──────── Page excerpt ────────

Job Title: ML Platform Engineer – AI & Data Platforms
ML Platform Engineering & MLOps (Azure-Focused)
- Build and manage end-to-end ML/LLM pipelines on Azure ML using Azure DevOps for CI/CD, testing, and release automation.
- Operationalize LLMs and generative AI solutions (e.g., GPT, LLaMA, Claude) with a focus on automation, security, and scalability.
- Develop and manage infrastructure as code using Terraform, including provisioning compute clusters (e.g., Azure Kubernetes Service, Azure Machine Learning compute), storage, and networking.
- Implement robust model lifecycle management (versioning, monitoring, drift detection) with Azure-native MLOps components.
Infrastructure & Cloud Architecture
- Design highly available and performant serving environments for LLM inference using Azure Kubernetes Service (AKS) and Azure Functions or App Services.
- Build and manage RAG pipelines using vector databases (e.g., Azure Cognitive Search, Redis, FAISS) and orchestrate with tools like LangChain or Semantic Kernel.
- Ensure security, logging, role-based access control (RBAC), and audit trails are implemented consistently across environments.
Automation & CI/CD Pipelines
- Build reusable Azure DevOps pipelines for deploying ML assets (data pre-processing, model training, evaluation, and inference services).

──────── Data below ────────

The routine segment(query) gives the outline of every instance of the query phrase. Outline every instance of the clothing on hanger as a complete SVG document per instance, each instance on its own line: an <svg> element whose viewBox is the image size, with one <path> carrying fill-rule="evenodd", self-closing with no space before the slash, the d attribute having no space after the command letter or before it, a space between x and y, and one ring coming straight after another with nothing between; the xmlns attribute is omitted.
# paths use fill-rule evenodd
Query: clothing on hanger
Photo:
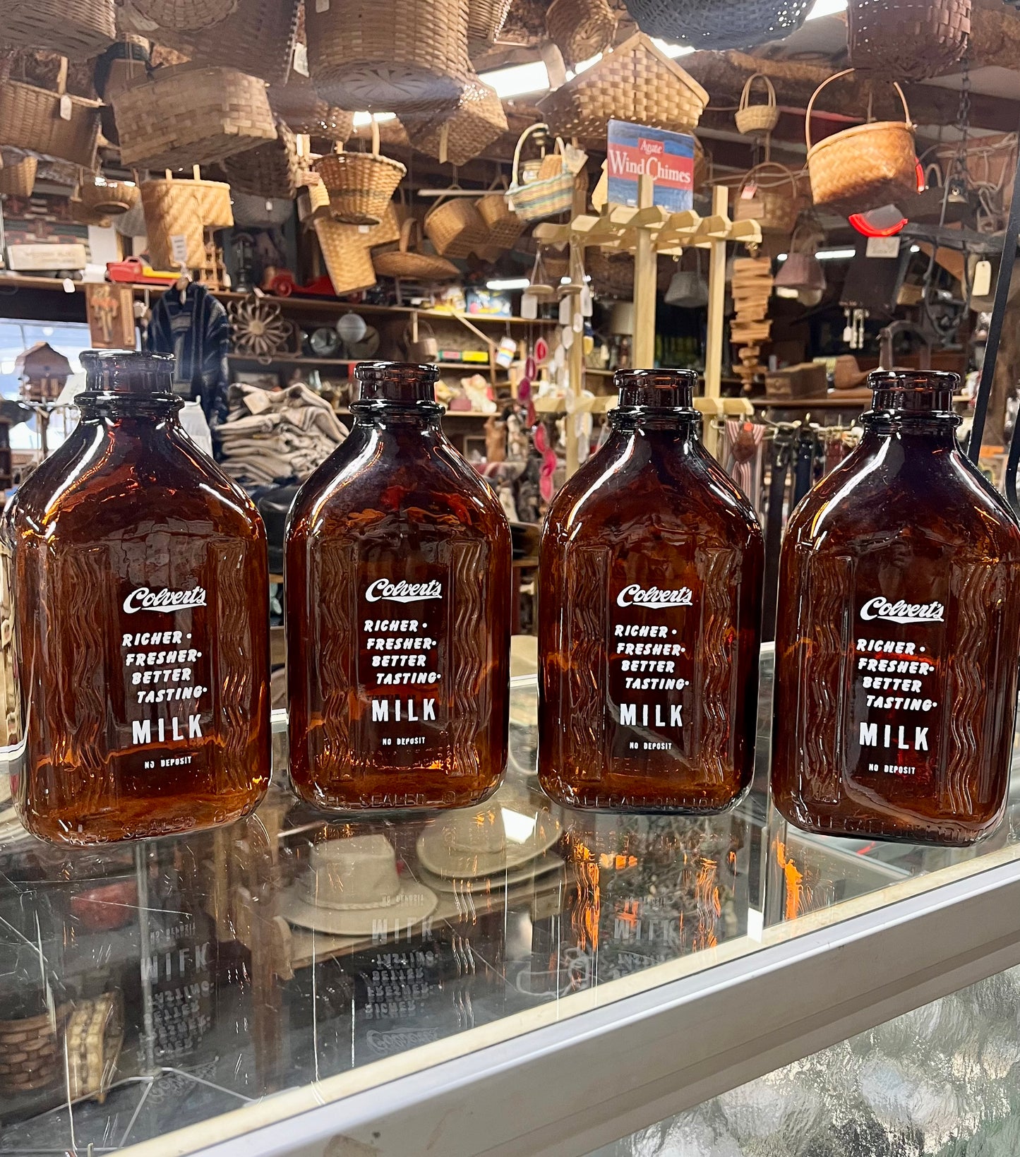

────────

**Directions**
Reproduce the passage of the ML Platform Engineer job posting above verbatim, from "- Develop and" to "storage, and networking.".

**Result below**
- Develop and manage infrastructure as code using Terraform, including provisioning compute clusters (e.g., Azure Kubernetes Service, Azure Machine Learning compute), storage, and networking.